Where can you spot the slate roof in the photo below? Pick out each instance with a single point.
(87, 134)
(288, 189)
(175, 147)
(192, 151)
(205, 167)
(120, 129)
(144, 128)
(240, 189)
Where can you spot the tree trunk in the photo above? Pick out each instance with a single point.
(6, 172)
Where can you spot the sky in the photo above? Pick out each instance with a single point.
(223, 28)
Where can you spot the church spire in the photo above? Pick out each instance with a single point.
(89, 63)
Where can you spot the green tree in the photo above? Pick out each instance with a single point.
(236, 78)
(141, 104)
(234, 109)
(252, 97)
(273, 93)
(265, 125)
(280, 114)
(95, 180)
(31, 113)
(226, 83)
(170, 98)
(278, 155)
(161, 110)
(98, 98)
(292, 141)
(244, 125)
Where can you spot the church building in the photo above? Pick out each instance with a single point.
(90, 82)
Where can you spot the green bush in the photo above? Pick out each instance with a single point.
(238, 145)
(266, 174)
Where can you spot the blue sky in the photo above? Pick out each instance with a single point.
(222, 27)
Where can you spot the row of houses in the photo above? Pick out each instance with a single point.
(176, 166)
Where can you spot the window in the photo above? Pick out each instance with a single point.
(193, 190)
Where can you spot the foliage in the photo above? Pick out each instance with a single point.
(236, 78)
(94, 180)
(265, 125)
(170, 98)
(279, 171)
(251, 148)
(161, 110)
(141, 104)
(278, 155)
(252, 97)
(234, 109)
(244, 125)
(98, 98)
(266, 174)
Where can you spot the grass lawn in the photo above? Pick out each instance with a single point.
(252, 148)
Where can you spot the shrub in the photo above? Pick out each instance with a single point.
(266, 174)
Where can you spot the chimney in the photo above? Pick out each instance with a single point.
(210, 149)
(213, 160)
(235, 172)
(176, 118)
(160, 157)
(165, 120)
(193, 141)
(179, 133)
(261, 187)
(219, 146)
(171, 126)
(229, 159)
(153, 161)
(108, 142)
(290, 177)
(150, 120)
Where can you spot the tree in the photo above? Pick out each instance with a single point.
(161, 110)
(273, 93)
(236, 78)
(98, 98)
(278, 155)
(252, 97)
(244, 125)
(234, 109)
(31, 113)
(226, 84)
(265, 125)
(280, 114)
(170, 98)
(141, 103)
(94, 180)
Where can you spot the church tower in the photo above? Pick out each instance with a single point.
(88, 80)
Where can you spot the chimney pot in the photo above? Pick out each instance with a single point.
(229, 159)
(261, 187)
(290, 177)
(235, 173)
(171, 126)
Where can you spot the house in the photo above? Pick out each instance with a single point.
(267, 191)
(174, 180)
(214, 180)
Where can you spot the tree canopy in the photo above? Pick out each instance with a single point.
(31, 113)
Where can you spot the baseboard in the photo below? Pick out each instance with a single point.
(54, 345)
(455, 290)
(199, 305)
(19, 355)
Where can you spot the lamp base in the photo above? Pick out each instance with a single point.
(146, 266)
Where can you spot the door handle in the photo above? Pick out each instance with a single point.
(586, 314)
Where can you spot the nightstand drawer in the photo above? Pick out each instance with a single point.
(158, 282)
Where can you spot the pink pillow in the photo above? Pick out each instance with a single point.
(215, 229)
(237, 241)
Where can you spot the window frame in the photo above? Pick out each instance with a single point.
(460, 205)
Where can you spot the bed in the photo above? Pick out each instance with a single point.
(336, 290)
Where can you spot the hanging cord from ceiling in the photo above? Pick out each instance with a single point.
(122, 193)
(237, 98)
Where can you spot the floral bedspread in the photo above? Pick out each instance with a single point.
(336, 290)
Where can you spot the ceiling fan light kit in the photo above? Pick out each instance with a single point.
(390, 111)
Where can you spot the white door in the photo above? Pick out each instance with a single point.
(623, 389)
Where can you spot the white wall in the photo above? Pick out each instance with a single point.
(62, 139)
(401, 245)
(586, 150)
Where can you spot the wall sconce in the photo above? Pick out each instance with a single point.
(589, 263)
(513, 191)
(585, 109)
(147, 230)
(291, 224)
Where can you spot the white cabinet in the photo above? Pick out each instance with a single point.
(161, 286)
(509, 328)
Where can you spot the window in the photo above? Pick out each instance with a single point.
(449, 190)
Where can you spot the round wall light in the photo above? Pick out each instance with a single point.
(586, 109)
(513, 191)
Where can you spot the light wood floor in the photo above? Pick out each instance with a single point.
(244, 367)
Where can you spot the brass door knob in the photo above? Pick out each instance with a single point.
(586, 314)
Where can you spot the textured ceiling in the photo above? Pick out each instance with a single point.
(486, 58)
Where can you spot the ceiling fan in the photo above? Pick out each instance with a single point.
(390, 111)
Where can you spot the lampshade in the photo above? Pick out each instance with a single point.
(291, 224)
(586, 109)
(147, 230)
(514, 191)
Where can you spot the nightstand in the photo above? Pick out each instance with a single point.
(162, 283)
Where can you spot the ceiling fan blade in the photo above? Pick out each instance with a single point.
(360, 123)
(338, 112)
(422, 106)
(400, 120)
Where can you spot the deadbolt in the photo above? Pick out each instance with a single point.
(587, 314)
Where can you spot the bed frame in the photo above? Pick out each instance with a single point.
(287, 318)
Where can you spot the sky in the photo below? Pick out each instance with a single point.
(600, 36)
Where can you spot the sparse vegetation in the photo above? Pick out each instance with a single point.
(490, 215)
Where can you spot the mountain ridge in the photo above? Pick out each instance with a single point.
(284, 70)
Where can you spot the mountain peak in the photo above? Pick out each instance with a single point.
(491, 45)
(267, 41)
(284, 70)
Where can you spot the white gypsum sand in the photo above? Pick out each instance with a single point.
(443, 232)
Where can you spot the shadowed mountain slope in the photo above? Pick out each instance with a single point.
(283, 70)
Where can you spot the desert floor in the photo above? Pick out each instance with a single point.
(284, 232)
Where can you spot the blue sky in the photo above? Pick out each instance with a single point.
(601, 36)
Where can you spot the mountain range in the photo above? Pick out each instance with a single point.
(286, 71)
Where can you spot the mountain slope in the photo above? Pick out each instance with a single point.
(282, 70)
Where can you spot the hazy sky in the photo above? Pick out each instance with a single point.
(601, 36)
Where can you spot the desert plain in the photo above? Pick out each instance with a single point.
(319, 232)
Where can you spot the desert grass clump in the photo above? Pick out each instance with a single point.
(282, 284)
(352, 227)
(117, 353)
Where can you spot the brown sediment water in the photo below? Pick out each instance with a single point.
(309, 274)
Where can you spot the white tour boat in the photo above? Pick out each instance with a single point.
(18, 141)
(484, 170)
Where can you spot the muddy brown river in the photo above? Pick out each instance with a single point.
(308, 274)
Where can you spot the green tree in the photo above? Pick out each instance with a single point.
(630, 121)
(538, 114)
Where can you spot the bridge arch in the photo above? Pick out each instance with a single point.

...

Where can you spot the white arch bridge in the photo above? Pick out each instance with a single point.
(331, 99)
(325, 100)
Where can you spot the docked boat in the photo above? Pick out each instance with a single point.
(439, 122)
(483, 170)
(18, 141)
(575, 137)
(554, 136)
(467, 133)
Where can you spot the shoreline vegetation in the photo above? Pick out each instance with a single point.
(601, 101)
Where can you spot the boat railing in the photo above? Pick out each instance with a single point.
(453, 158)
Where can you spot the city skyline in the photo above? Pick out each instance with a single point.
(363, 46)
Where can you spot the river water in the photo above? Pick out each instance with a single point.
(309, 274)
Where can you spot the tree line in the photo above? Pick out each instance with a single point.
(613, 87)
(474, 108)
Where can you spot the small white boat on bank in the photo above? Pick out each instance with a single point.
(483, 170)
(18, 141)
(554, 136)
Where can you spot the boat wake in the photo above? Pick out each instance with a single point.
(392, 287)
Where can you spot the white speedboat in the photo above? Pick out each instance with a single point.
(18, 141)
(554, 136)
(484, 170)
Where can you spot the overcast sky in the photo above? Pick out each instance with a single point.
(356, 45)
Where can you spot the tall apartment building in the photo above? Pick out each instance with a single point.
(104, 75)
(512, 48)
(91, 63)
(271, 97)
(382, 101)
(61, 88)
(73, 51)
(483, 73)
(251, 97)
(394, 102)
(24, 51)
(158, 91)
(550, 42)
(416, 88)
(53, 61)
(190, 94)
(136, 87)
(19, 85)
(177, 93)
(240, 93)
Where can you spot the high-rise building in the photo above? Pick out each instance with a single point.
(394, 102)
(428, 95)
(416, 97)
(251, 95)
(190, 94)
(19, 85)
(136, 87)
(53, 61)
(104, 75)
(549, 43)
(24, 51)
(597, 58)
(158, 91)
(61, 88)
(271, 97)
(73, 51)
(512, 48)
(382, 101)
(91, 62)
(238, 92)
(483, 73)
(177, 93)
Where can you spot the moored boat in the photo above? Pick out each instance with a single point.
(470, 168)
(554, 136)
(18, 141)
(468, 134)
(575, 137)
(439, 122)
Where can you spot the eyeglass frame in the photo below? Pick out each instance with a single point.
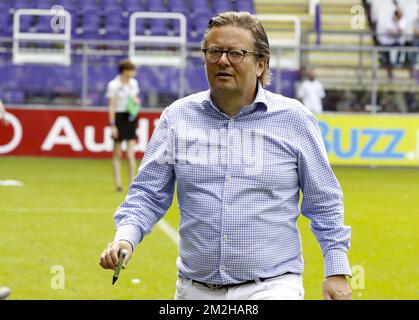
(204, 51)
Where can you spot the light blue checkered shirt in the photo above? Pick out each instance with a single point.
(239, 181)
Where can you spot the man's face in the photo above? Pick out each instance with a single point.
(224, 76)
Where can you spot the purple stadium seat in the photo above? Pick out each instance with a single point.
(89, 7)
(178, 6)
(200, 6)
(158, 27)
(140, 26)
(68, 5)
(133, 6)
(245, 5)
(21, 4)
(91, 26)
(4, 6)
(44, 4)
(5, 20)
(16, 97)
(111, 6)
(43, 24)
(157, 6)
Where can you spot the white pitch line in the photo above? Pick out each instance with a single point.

→ GOAL
Gather every line in the entries above that contains the word "floor", and copy each one out in full.

→ COMPLETE RESPONSE
Where can you spot the light wood floor in the photo above? Pick out each instance with a single point.
Where can you spot the desert floor in the photo above? Pick out each instance with a single point.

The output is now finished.